##### Source material

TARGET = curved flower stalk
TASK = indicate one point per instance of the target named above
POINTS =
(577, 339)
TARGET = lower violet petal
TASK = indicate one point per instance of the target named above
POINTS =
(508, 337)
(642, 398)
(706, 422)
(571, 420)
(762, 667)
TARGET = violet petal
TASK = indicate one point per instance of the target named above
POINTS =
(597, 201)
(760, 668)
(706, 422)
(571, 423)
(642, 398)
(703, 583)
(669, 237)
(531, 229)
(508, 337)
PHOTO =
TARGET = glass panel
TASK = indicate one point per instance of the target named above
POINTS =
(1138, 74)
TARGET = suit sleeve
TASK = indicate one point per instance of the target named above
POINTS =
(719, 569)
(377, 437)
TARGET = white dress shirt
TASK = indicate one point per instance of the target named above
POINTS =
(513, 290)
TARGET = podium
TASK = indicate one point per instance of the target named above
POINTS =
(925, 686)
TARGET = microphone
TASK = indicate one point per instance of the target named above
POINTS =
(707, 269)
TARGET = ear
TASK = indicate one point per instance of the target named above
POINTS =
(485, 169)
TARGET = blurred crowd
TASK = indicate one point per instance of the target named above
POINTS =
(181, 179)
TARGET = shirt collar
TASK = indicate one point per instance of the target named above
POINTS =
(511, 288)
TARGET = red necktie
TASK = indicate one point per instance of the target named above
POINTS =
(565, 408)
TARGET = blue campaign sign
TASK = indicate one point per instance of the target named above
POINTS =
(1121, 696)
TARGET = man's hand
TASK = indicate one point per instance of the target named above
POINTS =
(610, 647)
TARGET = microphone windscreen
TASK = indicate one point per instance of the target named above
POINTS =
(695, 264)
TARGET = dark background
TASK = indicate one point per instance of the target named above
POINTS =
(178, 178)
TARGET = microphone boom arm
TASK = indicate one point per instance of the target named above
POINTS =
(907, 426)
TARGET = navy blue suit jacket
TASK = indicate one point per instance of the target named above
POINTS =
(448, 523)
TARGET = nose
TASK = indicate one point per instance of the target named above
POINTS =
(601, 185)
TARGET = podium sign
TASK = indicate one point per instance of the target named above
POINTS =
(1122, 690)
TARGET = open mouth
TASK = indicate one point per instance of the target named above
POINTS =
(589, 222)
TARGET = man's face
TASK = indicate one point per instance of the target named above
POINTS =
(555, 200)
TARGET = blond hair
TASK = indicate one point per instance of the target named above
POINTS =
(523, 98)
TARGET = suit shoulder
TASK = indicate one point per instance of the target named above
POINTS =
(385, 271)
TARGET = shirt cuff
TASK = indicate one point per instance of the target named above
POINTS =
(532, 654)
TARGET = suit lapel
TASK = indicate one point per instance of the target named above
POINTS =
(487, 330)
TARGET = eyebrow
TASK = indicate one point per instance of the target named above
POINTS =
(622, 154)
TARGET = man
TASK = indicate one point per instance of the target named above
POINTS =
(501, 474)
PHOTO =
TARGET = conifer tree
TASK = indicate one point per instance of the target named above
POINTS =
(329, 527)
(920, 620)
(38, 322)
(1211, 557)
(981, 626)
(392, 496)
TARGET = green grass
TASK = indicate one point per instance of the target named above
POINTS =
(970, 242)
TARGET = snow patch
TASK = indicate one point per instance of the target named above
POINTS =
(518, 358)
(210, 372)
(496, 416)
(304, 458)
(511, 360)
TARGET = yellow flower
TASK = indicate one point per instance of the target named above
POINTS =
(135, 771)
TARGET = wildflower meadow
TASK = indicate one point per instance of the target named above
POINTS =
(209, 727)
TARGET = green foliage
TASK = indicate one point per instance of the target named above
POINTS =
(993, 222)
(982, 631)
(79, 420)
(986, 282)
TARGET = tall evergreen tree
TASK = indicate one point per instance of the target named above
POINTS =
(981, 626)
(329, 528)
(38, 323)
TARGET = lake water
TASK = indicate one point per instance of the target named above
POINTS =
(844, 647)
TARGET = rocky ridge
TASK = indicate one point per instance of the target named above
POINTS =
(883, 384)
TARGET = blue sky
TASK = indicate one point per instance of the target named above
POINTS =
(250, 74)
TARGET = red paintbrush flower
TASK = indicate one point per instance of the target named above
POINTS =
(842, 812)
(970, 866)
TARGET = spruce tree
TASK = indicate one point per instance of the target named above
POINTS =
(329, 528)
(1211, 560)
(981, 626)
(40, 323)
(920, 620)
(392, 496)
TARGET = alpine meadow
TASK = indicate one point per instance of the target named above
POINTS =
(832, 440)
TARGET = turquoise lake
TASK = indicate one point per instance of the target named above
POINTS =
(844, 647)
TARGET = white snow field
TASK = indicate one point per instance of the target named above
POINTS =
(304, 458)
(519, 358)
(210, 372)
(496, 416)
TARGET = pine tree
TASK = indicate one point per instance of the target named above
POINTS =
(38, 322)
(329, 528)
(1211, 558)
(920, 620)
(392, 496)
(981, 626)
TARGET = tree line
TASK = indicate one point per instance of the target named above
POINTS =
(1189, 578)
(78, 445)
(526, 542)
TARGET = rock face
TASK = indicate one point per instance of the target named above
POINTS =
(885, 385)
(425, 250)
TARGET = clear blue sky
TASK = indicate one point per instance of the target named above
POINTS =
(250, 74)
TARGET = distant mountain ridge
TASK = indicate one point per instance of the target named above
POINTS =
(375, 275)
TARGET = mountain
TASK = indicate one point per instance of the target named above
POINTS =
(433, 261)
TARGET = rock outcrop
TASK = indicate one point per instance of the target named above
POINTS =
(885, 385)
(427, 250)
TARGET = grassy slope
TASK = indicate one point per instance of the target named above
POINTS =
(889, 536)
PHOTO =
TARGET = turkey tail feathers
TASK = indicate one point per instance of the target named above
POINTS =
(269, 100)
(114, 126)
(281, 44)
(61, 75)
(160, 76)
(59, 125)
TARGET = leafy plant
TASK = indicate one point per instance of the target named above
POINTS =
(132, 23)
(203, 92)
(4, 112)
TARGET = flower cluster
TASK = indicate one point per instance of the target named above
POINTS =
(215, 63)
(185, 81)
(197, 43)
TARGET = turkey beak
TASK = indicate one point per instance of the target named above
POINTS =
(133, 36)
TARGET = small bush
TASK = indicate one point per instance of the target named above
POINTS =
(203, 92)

##########

### [Exercise requirements]
Render the stretch from the line containing "TARGET = blurred crowd" through the line containing "(1121, 696)" as a two-column CSV headed input and output, with one CSV line per row. Put each row's text under input and its answer under output, each as one quoted field with line breaks turned into spaces.

### [Output]
input,output
"TARGET = blurred crowd TASK = indicate one point per instance of the target named above POINTS =","(181, 179)"
"TARGET = shirt collar TASK = indicate one point per instance of the target named above POINTS =","(511, 288)"
"TARGET = red necktie TASK = indicate one point per instance of the target named above POINTS =","(565, 408)"
"TARGET = blue campaign sign TASK = indicate one point per instance of the target named above POINTS =","(1121, 696)"